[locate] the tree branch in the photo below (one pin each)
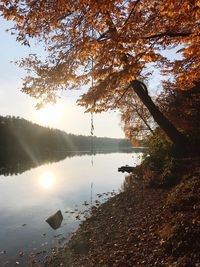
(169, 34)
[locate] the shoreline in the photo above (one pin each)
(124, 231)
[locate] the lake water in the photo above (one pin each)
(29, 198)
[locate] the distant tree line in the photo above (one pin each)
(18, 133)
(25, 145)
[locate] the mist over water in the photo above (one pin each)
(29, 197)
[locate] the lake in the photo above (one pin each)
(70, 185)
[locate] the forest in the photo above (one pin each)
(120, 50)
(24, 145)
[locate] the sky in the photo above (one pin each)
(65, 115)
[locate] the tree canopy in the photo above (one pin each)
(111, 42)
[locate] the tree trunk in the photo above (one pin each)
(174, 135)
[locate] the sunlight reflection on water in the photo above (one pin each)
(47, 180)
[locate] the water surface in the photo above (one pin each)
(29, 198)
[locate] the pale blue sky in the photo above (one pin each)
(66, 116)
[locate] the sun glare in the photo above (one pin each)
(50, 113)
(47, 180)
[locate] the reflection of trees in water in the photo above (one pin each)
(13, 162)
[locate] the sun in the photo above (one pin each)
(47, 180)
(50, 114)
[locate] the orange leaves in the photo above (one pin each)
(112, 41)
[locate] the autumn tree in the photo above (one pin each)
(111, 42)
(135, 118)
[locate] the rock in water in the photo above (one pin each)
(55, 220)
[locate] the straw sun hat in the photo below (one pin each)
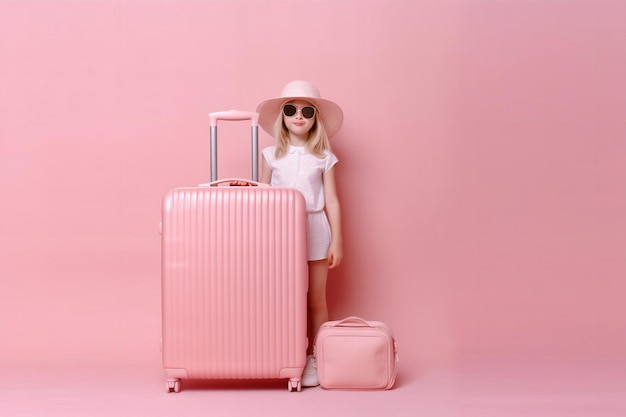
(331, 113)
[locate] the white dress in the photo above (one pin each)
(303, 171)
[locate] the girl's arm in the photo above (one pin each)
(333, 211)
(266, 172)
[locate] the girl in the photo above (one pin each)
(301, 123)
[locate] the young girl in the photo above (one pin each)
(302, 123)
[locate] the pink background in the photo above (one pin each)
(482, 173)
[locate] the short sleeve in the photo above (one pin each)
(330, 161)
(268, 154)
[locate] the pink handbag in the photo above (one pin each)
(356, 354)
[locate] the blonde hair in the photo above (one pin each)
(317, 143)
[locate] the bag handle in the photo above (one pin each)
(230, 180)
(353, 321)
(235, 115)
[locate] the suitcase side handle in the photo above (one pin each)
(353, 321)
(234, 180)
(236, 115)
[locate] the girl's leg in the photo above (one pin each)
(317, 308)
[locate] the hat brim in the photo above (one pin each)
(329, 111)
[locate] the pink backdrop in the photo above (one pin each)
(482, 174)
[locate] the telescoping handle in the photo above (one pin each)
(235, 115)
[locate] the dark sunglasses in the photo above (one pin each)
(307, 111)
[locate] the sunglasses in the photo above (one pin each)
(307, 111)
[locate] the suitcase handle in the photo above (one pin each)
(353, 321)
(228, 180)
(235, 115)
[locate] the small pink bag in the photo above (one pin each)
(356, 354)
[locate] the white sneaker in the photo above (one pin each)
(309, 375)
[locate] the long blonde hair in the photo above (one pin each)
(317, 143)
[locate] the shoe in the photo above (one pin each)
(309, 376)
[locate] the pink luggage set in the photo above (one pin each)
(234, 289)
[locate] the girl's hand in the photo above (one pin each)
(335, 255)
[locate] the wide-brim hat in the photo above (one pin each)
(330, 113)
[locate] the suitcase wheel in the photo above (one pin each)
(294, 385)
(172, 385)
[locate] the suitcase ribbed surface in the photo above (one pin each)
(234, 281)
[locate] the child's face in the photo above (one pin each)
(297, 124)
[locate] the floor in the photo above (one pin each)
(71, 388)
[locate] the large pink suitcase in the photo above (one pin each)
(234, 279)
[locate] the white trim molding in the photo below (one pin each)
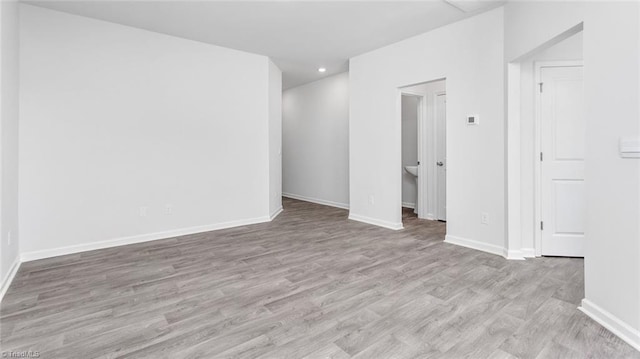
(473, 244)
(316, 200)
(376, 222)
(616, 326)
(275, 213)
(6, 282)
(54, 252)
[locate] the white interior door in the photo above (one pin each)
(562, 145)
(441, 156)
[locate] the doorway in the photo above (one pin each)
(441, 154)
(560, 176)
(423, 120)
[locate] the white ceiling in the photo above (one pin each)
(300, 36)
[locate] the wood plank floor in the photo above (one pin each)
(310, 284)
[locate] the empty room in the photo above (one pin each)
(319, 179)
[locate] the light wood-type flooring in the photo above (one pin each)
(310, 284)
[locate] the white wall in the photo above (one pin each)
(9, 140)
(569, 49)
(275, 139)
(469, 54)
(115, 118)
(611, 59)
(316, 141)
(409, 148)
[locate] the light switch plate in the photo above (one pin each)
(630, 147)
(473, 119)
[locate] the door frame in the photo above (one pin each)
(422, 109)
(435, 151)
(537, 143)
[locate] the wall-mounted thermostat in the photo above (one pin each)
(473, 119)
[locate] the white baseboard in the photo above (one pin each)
=======
Exercise task:
Copy out every one of the rows above word for word, leaving the pictures out.

Expected answer:
[locate] the tree branch in the photo below (one pin each)
(169, 34)
[locate] the shoreline in the photo above (one pin each)
(124, 231)
[locate] the lake water in the photo above (one pin each)
(29, 198)
[locate] the distant tree line in the photo above (one pin each)
(18, 133)
(25, 145)
[locate] the mist over water in the photo above (one pin each)
(29, 197)
[locate] the lake in the photo above (one pin each)
(70, 185)
[locate] the forest in the photo above (one pin each)
(120, 50)
(24, 145)
[locate] the sky in the photo above (one pin each)
(65, 115)
[locate] the tree canopy in the photo above (one pin each)
(111, 42)
[locate] the tree trunk in the photo above (one pin each)
(174, 135)
[locate] the sunlight reflection on water in the photo above (one pin each)
(47, 180)
[locate] the water surface in the photo above (one pin each)
(29, 198)
[locate] the pale blue sky in the photo above (one pin each)
(66, 116)
[locate] the sun glare in the photo above (one pin each)
(50, 113)
(47, 180)
[locate] the reflection of trees in water in the photo above (one pin each)
(13, 162)
[locate] the sun in the photo above (one pin each)
(47, 180)
(50, 114)
[locate] the orange leaves in the photo above (one pin each)
(112, 41)
[locate] the autumn tree in the photo above (one pin each)
(111, 42)
(135, 118)
[locate] the rock in water in the photo above (one pin each)
(55, 220)
[locate] the straw sun hat in the photo below (one pin each)
(331, 113)
[locate] the white dress in the photo above (one pin each)
(303, 171)
[locate] the girl's arm in the photo above (one pin each)
(333, 211)
(266, 172)
[locate] the girl in the photo above (one pin each)
(301, 123)
[locate] the young girl in the photo above (one pin each)
(302, 123)
[locate] the pink background in the photo above (one pin each)
(482, 173)
[locate] the short sleeve in the photo above (one pin each)
(330, 161)
(268, 154)
[locate] the pink handbag in the photo above (one pin each)
(356, 354)
[locate] the blonde hair in the photo above (one pin each)
(317, 143)
[locate] the bag handle in the photo above (one pin each)
(230, 180)
(353, 321)
(235, 115)
[locate] the suitcase side handle in the photo above (one pin each)
(353, 321)
(234, 180)
(236, 115)
[locate] the girl's leg in the photo above (one pin each)
(317, 308)
[locate] the hat brim in the photo above (one pin each)
(329, 111)
[locate] the pink backdrop in the photo above (one pin each)
(482, 174)
[locate] the telescoping handle in the photo above (one pin each)
(235, 115)
[locate] the dark sunglasses in the photo above (one pin each)
(307, 111)
[locate] the sunglasses in the photo above (one pin each)
(307, 111)
[locate] the suitcase handle in the photo above (one pin each)
(353, 321)
(228, 180)
(235, 115)
[locate] the small pink bag in the photo above (one pin each)
(356, 354)
[locate] the white sneaker in the photo above (one pin each)
(309, 375)
[locate] the long blonde hair in the photo above (one pin each)
(317, 143)
[locate] the shoe in the photo above (one pin each)
(309, 376)
[locate] the pink luggage set in the photo above (one pin each)
(234, 289)
[locate] the girl's hand in the photo above (one pin each)
(335, 255)
[locate] the wide-brim hat in the photo above (one pin each)
(330, 113)
[locate] the suitcase wheel in the photo above (one pin each)
(294, 385)
(172, 385)
[locate] the suitcase ribbed surface in the photo above (one pin each)
(234, 281)
[locate] the child's face in the photo above (one pin each)
(297, 124)
[locate] the floor in the photo above (one pin each)
(71, 388)
[locate] the large pink suitcase in the photo above (one pin each)
(234, 279)
[locate] the white trim molding in the photo below (one pin each)
(473, 244)
(316, 200)
(376, 222)
(616, 326)
(275, 213)
(6, 282)
(54, 252)
[locate] the white interior door in the photo above (one pin each)
(562, 145)
(441, 156)
[locate] the doorway in the photo above (one pin each)
(441, 154)
(560, 176)
(423, 120)
[locate] the white ceiling in the photo above (one pin each)
(300, 36)
[locate] the wood plank floor in the photo above (one pin each)
(310, 284)
[locate] the empty room in the photo above (one pin each)
(319, 179)
[locate] the light wood-type flooring in the photo above (one pin each)
(310, 284)
[locate] the white wall in the photo above (one pin each)
(9, 140)
(569, 49)
(275, 139)
(469, 54)
(115, 118)
(611, 59)
(316, 141)
(409, 148)
[locate] the light switch plate in the photo above (one pin each)
(630, 147)
(473, 119)
[locate] the door frame in the photo above (one pin each)
(422, 109)
(435, 151)
(537, 143)
[locate] the wall-mounted thermostat in the photo above (one pin each)
(473, 119)
[locate] the white baseboard in the photo above (one pin each)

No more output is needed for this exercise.